● **Instructions to follow**:
Write out only the tail of the records, beginning at the line containing "Localize man in black" and including the last line, exactly as written.

● **Given entries**:

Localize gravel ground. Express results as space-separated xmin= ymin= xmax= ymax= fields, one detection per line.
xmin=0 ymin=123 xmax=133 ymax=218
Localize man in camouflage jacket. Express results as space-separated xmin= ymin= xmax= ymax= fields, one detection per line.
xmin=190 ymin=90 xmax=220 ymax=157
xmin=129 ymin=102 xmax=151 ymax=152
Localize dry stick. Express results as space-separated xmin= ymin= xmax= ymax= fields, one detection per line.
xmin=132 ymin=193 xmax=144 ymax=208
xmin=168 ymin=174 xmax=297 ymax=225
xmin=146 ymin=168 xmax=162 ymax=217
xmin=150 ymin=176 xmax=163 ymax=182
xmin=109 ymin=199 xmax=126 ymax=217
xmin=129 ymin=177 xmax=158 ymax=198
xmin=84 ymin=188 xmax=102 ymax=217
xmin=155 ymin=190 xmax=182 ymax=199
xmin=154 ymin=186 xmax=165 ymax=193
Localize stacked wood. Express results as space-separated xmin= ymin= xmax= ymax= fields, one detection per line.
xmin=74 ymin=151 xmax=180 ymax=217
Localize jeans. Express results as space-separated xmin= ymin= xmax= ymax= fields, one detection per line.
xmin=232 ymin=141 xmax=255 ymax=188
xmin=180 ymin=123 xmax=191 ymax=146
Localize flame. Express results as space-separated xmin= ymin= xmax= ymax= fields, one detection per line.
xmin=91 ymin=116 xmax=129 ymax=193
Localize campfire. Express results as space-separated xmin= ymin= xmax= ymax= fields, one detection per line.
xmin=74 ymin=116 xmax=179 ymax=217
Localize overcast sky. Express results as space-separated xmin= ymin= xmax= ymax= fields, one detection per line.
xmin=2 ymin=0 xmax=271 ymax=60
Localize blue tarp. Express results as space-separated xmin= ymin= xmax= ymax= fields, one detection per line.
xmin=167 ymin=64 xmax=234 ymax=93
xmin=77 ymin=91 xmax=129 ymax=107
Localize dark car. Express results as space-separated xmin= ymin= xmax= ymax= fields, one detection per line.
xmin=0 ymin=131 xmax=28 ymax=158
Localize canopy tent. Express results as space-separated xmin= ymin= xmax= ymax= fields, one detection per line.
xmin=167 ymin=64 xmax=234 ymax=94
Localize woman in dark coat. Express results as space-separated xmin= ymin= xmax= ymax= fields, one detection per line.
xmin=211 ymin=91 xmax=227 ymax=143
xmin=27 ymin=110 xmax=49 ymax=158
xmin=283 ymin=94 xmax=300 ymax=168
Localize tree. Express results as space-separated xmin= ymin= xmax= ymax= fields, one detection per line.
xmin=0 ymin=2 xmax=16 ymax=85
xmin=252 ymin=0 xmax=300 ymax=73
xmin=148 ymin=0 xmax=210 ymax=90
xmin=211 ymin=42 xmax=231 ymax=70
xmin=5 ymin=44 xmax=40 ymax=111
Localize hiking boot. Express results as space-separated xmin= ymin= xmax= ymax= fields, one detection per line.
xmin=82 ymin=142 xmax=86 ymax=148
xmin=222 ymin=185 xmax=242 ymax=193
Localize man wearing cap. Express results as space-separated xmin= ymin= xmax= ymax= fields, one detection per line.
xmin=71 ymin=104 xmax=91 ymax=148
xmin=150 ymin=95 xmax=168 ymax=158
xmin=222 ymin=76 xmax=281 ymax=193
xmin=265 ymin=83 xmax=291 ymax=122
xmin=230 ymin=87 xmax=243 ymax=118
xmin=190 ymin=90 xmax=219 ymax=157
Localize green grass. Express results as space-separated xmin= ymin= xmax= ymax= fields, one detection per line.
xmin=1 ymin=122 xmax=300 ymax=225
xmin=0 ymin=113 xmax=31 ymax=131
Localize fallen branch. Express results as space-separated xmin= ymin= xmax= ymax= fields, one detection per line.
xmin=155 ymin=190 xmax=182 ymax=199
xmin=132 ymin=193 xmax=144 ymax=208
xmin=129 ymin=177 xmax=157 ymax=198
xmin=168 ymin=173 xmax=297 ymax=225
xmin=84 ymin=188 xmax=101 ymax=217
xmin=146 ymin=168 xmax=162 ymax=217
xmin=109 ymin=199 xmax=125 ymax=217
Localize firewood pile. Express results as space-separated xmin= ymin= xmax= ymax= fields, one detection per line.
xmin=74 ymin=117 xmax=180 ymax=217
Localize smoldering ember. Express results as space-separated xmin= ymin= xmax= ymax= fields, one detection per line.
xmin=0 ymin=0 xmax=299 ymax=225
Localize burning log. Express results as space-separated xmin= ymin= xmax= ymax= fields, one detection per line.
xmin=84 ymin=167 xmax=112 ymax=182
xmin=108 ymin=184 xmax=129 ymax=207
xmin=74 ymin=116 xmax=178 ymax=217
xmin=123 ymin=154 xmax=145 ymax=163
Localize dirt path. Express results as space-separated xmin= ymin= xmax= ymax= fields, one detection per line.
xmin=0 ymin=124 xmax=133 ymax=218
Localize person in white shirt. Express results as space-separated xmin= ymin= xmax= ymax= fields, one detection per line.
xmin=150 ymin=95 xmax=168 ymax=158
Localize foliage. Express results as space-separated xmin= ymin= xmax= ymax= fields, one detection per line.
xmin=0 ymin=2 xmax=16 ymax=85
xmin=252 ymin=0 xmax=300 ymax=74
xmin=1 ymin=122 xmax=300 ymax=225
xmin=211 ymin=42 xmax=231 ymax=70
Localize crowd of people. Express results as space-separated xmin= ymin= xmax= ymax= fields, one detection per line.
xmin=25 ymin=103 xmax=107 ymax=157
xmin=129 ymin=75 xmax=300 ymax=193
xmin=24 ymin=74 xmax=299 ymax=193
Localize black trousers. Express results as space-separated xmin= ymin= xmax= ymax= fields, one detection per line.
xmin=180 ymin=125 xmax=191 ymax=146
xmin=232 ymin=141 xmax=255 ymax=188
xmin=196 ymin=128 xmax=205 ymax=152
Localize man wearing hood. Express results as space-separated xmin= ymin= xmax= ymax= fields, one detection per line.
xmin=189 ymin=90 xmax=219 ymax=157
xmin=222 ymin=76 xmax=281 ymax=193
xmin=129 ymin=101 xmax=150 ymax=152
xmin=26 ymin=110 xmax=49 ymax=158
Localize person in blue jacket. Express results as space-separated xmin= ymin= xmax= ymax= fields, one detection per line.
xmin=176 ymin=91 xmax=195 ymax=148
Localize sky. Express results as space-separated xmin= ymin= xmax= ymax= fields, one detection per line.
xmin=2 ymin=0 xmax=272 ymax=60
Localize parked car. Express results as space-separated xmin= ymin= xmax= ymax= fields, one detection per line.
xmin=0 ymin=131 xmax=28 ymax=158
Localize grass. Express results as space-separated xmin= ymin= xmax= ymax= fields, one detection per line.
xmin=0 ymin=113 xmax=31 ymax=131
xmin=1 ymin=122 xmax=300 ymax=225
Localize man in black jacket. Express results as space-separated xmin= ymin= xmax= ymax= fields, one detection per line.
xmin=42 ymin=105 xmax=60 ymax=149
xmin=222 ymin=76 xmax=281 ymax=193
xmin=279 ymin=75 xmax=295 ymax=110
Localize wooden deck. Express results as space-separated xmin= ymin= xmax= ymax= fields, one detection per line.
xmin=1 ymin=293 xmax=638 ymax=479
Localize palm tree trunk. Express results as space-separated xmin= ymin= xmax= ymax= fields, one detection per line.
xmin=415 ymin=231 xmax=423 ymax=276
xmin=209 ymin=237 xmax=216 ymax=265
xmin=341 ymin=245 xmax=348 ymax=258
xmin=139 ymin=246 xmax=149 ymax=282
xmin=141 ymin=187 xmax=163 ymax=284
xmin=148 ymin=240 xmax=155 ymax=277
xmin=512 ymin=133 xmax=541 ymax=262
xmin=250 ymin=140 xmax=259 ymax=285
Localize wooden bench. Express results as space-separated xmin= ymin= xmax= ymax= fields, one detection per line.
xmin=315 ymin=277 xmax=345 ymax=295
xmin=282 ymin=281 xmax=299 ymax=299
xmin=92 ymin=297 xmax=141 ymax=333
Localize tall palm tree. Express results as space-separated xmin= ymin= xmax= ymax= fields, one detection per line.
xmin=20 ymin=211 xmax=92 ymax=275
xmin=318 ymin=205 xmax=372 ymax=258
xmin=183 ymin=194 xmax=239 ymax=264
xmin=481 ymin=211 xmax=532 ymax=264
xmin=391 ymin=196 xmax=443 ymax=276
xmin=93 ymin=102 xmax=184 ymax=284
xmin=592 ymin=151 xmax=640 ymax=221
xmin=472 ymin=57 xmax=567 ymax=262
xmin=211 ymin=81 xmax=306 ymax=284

● **Exercise result**:
Localize man in black jacket. Express results as space-separated xmin= ymin= xmax= ymax= fields, one detection per line.
xmin=42 ymin=105 xmax=60 ymax=149
xmin=222 ymin=76 xmax=281 ymax=193
xmin=279 ymin=75 xmax=295 ymax=110
Localize wooden deck. Express results as space-separated xmin= ymin= xmax= ymax= fields, one detection per line.
xmin=1 ymin=293 xmax=638 ymax=479
Localize palm tree trunk. Express results as space-separated xmin= ymin= xmax= ymax= fields, one detection per line.
xmin=415 ymin=231 xmax=423 ymax=276
xmin=209 ymin=237 xmax=216 ymax=265
xmin=341 ymin=245 xmax=348 ymax=258
xmin=139 ymin=246 xmax=149 ymax=282
xmin=141 ymin=187 xmax=163 ymax=284
xmin=148 ymin=240 xmax=155 ymax=277
xmin=512 ymin=133 xmax=541 ymax=262
xmin=250 ymin=140 xmax=259 ymax=285
Localize wooden bench. Express results as space-separated xmin= ymin= xmax= ymax= fields, one detection per line.
xmin=315 ymin=277 xmax=345 ymax=295
xmin=282 ymin=281 xmax=299 ymax=299
xmin=92 ymin=297 xmax=141 ymax=333
Localize tall palm tree. Express results as space-separated xmin= ymin= xmax= ymax= fields, one detection per line.
xmin=20 ymin=211 xmax=92 ymax=275
xmin=318 ymin=205 xmax=372 ymax=258
xmin=183 ymin=194 xmax=239 ymax=264
xmin=481 ymin=211 xmax=532 ymax=264
xmin=391 ymin=196 xmax=443 ymax=276
xmin=93 ymin=102 xmax=184 ymax=284
xmin=592 ymin=151 xmax=640 ymax=221
xmin=472 ymin=57 xmax=567 ymax=262
xmin=211 ymin=81 xmax=306 ymax=284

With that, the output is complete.